[Start of Data for processing]
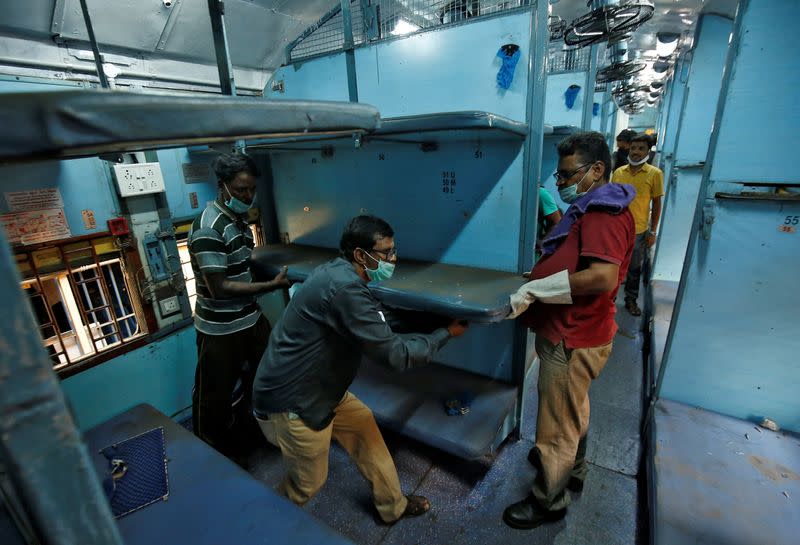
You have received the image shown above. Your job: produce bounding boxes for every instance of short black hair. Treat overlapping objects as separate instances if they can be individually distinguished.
[339,214,394,263]
[558,131,611,180]
[211,153,261,184]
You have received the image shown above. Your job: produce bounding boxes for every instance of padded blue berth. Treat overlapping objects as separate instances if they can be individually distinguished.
[0,91,380,160]
[649,399,800,545]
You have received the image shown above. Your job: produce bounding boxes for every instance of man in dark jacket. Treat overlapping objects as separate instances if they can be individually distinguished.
[253,216,466,522]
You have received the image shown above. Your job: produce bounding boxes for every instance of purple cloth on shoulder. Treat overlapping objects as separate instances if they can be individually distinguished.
[542,182,636,255]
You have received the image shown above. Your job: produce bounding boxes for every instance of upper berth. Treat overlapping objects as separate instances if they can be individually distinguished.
[0,91,380,161]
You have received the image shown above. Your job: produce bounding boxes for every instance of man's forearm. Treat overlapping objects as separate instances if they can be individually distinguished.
[569,263,619,295]
[650,197,661,234]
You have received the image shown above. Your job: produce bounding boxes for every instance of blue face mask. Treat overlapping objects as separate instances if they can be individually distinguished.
[558,170,597,204]
[222,184,256,214]
[364,251,394,282]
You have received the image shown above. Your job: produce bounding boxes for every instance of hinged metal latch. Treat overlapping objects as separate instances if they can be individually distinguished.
[701,198,715,240]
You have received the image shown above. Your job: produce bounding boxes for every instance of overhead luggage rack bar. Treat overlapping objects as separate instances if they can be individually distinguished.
[251,244,524,323]
[0,91,380,160]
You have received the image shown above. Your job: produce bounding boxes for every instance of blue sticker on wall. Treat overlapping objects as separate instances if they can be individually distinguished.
[564,84,581,110]
[497,44,520,89]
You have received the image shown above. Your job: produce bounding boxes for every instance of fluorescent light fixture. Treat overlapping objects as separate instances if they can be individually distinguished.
[656,32,680,58]
[390,19,419,36]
[End of Data for processing]
▶ _Exercise objective_
Reproduce all of the lines above word for word, including every set of coordinates, but leave out the pictures.

▶ _Written response_
You have received the image shown above. Your job: produce bounding boxes for every instance of short black hair. Treat overlapping objects as separate instances if they can be individually distinguished.
[339,214,394,263]
[558,131,611,180]
[211,153,261,184]
You have received the image shown above. Your job: produce bounding boxes for every instance of padded blue berth. Treat overlapping objects as separate instances if they can be individually distinguished.
[0,91,380,160]
[649,399,800,545]
You have received the image shown above. Your job: produce bounding boxes for every instance of man in dark jacket. Treat overlapping objects as separate instances if they can be individually distinguished.
[253,216,466,522]
You have received the image shown above. Your job: produce bounding boxes for every instance of purple cloth on shoulder. Treat overlapping objects as separate instances if they can be individually distinguished.
[542,182,636,255]
You have received the image shown above. Your job: produce bounding boxes for every instance of upper berth. Treat overlapping objects as separate instances if they can be individually distinguished.
[0,91,380,161]
You have received the image shown above. Your job: produce bounding boxes for every instance of man's forearm. Treat overlapping objects as separate instances if they can be individually distinguished.
[569,263,619,295]
[650,197,661,234]
You have received the image shown above. Your job: produce bounding boxes for every instance of blue face mask. Treat overlapping objects as separate instances if they can be individually distinguished.
[558,170,597,204]
[222,184,256,214]
[364,251,394,282]
You have received the image shown above. Your job: produce bounding boxes for every instance of hinged metal latch. Treat overlapping objects as separate instances if they can be individually distinguished.
[701,198,715,240]
You have received the image shown above. Your job: produce bounding boxes for every instance of overhead luggage rack bar. Treat overlapping objects as separate instances if they can be individually distinguished.
[251,244,524,323]
[0,91,380,160]
You have received the image shown above. Your job: produce bounding boxes for every instance of blue sticker on wall. Treat overlapping objects as separate instances if they can be individually distinguished.
[564,84,581,110]
[497,44,520,89]
You have received the image shown above. Your job: produce bounding boxes for every instance of fluorescent light fixture. Treat overlapping objects as separate instances if they can be individually distinguished.
[656,32,680,58]
[390,19,419,36]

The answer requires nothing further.